= Problem statement =
Every line in the listing below from the one with "Reviewer note: check that every instance of the pillow" through the one with "Reviewer note: check that every instance of the ceiling fan in" is to be reproduced exactly, both ends included; leave out the rest.

= Source records =
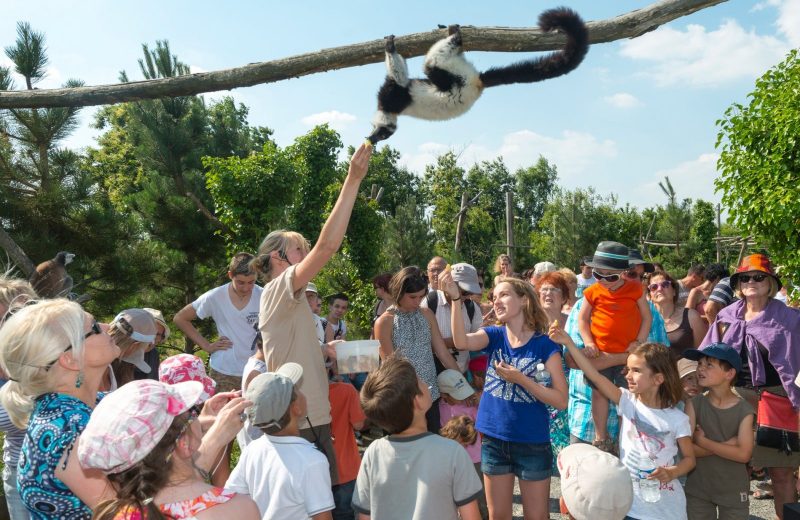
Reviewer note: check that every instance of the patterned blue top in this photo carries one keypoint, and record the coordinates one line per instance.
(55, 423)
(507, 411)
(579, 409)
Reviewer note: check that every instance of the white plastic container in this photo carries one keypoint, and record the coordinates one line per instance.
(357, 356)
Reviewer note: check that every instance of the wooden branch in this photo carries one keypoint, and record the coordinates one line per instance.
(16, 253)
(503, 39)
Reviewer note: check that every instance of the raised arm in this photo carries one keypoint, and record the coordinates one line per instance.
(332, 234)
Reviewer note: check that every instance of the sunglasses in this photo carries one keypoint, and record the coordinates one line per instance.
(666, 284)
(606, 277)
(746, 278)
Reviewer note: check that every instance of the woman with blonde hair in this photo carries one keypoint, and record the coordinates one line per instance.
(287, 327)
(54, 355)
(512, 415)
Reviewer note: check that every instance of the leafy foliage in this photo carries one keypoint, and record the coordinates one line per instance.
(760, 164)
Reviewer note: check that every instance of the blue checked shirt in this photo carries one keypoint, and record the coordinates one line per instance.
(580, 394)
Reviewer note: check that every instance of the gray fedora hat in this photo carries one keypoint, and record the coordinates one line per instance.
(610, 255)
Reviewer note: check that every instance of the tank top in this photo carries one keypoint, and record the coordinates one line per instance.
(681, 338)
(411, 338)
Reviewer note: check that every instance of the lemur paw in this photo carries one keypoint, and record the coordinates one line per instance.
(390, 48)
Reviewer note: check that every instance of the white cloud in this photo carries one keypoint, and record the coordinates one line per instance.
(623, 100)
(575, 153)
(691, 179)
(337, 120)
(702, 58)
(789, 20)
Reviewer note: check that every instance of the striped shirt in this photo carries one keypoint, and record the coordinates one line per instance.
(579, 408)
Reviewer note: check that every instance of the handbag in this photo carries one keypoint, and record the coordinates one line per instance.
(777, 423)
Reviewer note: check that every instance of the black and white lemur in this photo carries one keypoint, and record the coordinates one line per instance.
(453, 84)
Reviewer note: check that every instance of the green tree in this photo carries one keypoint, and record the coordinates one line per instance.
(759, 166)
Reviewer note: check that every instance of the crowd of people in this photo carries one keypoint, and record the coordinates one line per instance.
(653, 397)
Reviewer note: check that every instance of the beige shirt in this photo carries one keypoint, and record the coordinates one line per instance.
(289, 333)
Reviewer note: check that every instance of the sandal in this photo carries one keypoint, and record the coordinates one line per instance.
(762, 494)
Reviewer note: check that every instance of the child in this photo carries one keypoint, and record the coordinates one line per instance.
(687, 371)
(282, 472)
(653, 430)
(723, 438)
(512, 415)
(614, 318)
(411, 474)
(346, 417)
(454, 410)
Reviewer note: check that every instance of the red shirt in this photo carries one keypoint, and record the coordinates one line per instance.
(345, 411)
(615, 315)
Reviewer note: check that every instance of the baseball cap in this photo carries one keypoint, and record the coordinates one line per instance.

* * *

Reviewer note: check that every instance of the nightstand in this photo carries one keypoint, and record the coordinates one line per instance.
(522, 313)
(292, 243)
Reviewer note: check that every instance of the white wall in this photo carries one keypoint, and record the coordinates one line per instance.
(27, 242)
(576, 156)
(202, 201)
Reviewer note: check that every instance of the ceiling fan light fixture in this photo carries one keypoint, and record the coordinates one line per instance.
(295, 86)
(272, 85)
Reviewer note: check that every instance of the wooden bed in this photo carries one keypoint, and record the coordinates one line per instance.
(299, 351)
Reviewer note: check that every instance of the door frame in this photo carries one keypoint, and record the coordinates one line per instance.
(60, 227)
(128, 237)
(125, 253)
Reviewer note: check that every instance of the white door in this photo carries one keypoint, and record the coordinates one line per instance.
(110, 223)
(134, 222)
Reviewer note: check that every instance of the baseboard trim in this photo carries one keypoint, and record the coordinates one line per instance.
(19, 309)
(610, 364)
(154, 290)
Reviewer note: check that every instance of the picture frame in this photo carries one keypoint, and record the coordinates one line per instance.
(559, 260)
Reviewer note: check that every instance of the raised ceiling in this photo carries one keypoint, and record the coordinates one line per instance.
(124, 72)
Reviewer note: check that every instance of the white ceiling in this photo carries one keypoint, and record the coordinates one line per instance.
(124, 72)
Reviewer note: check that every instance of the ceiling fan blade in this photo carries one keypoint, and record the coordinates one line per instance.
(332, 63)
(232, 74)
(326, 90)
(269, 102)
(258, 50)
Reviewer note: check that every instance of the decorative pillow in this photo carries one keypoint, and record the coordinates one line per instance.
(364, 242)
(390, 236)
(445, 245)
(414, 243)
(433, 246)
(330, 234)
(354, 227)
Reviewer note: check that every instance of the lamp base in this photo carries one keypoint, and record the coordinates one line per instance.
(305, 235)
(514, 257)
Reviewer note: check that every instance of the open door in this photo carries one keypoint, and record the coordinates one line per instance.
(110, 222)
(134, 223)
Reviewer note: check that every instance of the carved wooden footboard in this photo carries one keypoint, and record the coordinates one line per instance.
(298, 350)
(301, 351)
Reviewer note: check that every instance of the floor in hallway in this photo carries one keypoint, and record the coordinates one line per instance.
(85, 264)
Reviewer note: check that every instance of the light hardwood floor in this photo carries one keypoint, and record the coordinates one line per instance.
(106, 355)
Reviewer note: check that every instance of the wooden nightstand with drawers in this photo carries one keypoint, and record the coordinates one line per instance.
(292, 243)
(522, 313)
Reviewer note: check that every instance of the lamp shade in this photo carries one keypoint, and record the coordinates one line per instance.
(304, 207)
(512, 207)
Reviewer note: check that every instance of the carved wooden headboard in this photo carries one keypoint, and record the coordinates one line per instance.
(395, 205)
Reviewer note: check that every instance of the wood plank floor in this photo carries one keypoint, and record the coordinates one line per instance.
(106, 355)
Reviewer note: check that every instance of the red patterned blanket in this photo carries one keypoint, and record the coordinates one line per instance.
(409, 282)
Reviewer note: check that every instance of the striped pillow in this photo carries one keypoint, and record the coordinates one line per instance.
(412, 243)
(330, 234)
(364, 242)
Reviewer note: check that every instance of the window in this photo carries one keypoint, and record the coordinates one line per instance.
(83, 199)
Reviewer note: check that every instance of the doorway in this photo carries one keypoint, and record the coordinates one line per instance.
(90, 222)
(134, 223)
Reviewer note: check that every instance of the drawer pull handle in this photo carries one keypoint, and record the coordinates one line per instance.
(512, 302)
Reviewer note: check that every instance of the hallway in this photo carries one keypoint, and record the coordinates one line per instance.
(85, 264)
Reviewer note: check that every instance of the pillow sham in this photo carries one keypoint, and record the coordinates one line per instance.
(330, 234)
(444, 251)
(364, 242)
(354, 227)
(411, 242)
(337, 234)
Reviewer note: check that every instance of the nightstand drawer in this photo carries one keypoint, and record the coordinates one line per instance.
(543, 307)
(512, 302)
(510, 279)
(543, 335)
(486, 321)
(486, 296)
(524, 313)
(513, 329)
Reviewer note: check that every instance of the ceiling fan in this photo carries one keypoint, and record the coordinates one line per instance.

= Solution to this task =
Reviewer note: check that every instance of the pillow sham in this photo carries one keypoint, and record the coordinates one line per instance.
(330, 234)
(444, 251)
(364, 242)
(354, 227)
(411, 242)
(337, 234)
Reviewer note: check that every instance of the nightstand drawer in this photo carries one keypoint, and record the coordinates one line per instance.
(543, 307)
(512, 302)
(510, 279)
(543, 335)
(486, 321)
(486, 296)
(524, 313)
(513, 329)
Reviewer note: check that every instance of the ceiling fan in this photo carries one keypoint, and record the coordinates one line per instance.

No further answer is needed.